수행할 작업:
아래 FlexSQL 논문 요약에서 "FlexSQL: Flexible Exploration"에서 시작해 "AI 엔지니어에게도 유용."에서 끝나는 부분을 원문 그대로 옮겨 적으세요.

문서 발췌:
◆ ◆ ◆

FlexSQL: Flexible Exploration and Execution Make Better Text-to-SQL Agents | AI Paper Digest

TL;DR Highlight

고정된 파이프라인 대신 추론 중 언제든 DB를 탐색·실행할 수 있는 Text-to-SQL 에이전트로 Spider2.0 벤치마크에서 gpt-o3, DeepSeek-R1 기반 시스템을 더 작은 모델로 능가

Who Should Read

Snowflake, BigQuery 같은 대규모 데이터 웨어하우스에서 자연어 → SQL 변환 파이프라인을 구축하거나 개선하려는 백엔드/데이터 엔지니어. LLM 기반 DB 쿼리 자동화 도구를 만드는 AI 엔지니어에게도 유용.

Core Mechanics

기존 Text-to-SQL 시스템은 스키마를 한 번만 조회하고 고정된 순서로 SQL을 생성하는데, FlexSQL은 추론 과정 어느 시점에서든 GetSchema, GetTableCol, GetColValues, FindRows, SQLExecutor, PythonExecutor 총 6개 도구로 DB를 자유롭게 탐색·실행 가능
자연어 쿼리의 모호성을 다루기 위해 diversity-enforced sampling(의도적으로 서로 다른 해석을 강제하는 샘플링)으로 K개의 플랜을 병렬 생성하고, 실행 결과 기준 majority voting으로 최종 답변 선택
각 플랜을 SQL 또는 Python 중 더 적합한 언어로 구현하는 bilingual generation 지원 — Python이 독점적으로 문제를 푸는 경우가 Spider2-SQLite에서 최대 27.6%에 달함
오류 발생 시 코드 레벨 수정(최대 3회)만 아니라, 잘못된 테이블 선택이나 플랜 자체 오류면 Plan Generation 단계로 backtracking해 스키마 재탐색 후 플랜 전체를 다시 작성하는 2단계 repair 메커니즘 보유
Python으로 생성된 최종 답변은 Python-to-SQL 트랜스파일러로 SQL로 변환 — gpt-oss-20b가 87%를 처리하고 나머지를 gpt-oss-120b가 처리해 전체 96.77% 변환 성공률 달성
FlexSQL의 탐색 패러다임을 Claude Code에 skill로 패키징해 적용했을 때 Spider2-Snow Pass@1이 58.3% → 66.0%로 7.7%p 절대 향상, 범용 코딩 에이전트에도 적용 가능성 확인

Evidence

Spider2-Snow에서 gpt-oss-120b K=16 기준 Majority@K 65.44% 달성 — DSR-SQL + DeepSeek-R1(63.80%), ReFoRCE + gpt-o3(62.89%) 모두 능가
Spider2-SQLite에서 gpt-oss-20b의 Pass@1 50.37%가 gpt-oss-120b 기반 ReFoRCE(45.19%), DSR-SQL(48.15%) 두 베이스라인을 모두 초과 — 더 작은 모델로 더 큰 모델 기반 시스템 제압
Python 인터프리터 제거 시 Majority@8이 120b 기준 64.44% → 52.59%(-11.85%p), 20b 기준 54.07% → 42.22%(-11.85%p)로 가장 큰 성능 하락 발생
테이블 레벨 스키마 링킹 F1에서 FlexSQL + oss-120b Best of 8이 95.26%로, ReFoRCE + o4+o3+o4 mini(80.03%), DSR-SQL + DeepSeek-V3(82.65%)를 크게 앞서며 precision 95.46% 기록

How to Apply

LLM에게 DB 메타데이터 전체를 컨텍스트로 한번에 주는 대신, 스키마 이름 목록만 초기값으로 주고 GetSchema → GetTableCol → GetColValues 순서로 필요할 때마다 호출하도록 tool-use 프롬프트를 설계하면 대형 DB에서 컨텍스트 오버플로우 없이 정확한 스키마 링킹 가능
SQL 생성 시 모호한 쿼리에는 하나의 해석만 시도하지 말고 'Plan A: 테이블 X만 사용, Plan B: 테이블 X+Y 조인, Plan C: 추가 테이블 포함' 식으로 K개 플랜을 생성한 뒤 각각 실행하고 결과가 동일한 그룹에 투표하는 majority voting 패턴을 적용
복잡한 집계나 반복 로직이 필요한 쿼리는 SQL 직접 생성 대신 Python(pandas, numpy)으로 먼저 구현하고 결과가 검증되면 SQL로 트랜스파일하는 2단계 접근법을 파이프라인에 추가 — 특히 재귀적 상태 의존 계산이나 다단계 집계에서 효과적

Code Example

snippet

# FlexSQL 스타일 Text-to-SQL 에이전트 프롬프트 패턴 예시

SYSTEM_PROMPT = """

◆ ◆ ◆

제공 데이터:

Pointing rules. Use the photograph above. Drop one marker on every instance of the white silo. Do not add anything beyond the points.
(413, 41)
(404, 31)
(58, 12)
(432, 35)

◆ ◆ ◆

아래 답변:
FlexSQL: Flexible Exploration and Execution Make Better Text-to-SQL Agents | AI Paper Digest

TL;DR Highlight

고정된 파이프라인 대신 추론 중 언제든 DB를 탐색·실행할 수 있는 Text-to-SQL 에이전트로 Spider2.0 벤치마크에서 gpt-o3, DeepSeek-R1 기반 시스템을 더 작은 모델로 능가

Who Should Read

Snowflake, BigQuery 같은 대규모 데이터 웨어하우스에서 자연어 → SQL 변환 파이프라인을 구축하거나 개선하려는 백엔드/데이터 엔지니어. LLM 기반 DB 쿼리 자동화 도구를 만드는 AI 엔지니어에게도 유용.